• DESCRIPTION OF THE TASK
Pick up the passage on the Wahoo depositional setting of the Lisburne field and continue it from its last sentence.

• SUPPLIED TEXT
####
Integrating these key facies details and interpreted local EODs with regional and global-scale paleogeography enabled development of a new Lisburne field area Wahoo depositional profile and paleogeographic setting. They are interpreted to be a syn-tectonic, asymmetrically crenulated, distally steepened ramp with updip meta-sedimentary basement highlands to the north (present-day direction) that were sources for the clastics and a rapidly subsiding basin to the south. The field area occupies the inner/outer ramp shallow marine transition location between the clastic provenance uplands to deep marine basin. Across the field, six “informally named” local depositional paleogeographic areas have been defined: central embayment (L3 pad area); west embayment flank (L2 pad area); east embayment flank (L4 pad area); northeast ramp (L5 pad area); northwest ramp (L1 and LGI pads area); and north central ramp (area between L1 and L5 pads). Spatial orientation and geometry of these local paleogeographic areas, interpreted water depths of carbonate facies across the constructed depositional profile, recognition that the field-wide shales cut across all EODs and were deposited in all water depths, coupled with principles of sequence stratigraphy and the global constraint of Bashkirian-age high-amplitude icehouse eustasy are critical for development of the new Wahoo reservoir architecture. Subtle reactivation of preexisting basement fault trends influenced the paleogeography and facies distributions.
####
• DATA BLOCK
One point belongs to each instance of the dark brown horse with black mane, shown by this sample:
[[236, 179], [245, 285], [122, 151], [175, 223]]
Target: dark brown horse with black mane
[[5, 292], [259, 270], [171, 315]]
####
• TASK RESPONSE
Overall, the Wahoo reservoir consists of seven carbonate-dominated depositional units separated by shales. Palynology demonstrates that each shale interval is a separate time unit. Sedimentologically, the shales and associated siltstones are land-derived clastics deposited across a carbonate ramp, and thus represent a significant lowering of sea level. Re-establishment of the carbonate factory across the ramp and retreat of clastics to the hinterland represents significant sea level rise. Together, these observations are used to define a third-order depositional sequence: sequence boundary at base of shale, lowstand systems tract consisting of shale and associated siltstones and shaly carbonates, transgressive systems tract consisting of clastics interfingered with and overlain by carbonates, highstand systems tract consisting of carbonates, and top carbonate sequence boundary overlain by next youngest shale. The Wahoo reservoir is interpreted to consist of seven (7) third-order sequences: Zone 1 through Zone 7. Based on vertical trends of thickness, facies proportions, and exposure abundances, the seven third-order sequences are grouped into two second-order supersequences: Zones 1-4 and Zones 5-7. Zones 4 to 7 were divided into fourth-order high-frequency sequences (hfs): Zone 4 – 9 hfs; Zone 5 – 5 hfs; Zone 6 – 4 hfs; and Zone 7 – 4 hfs. Zones 1 to 3 were not subdivided because they are in the water leg.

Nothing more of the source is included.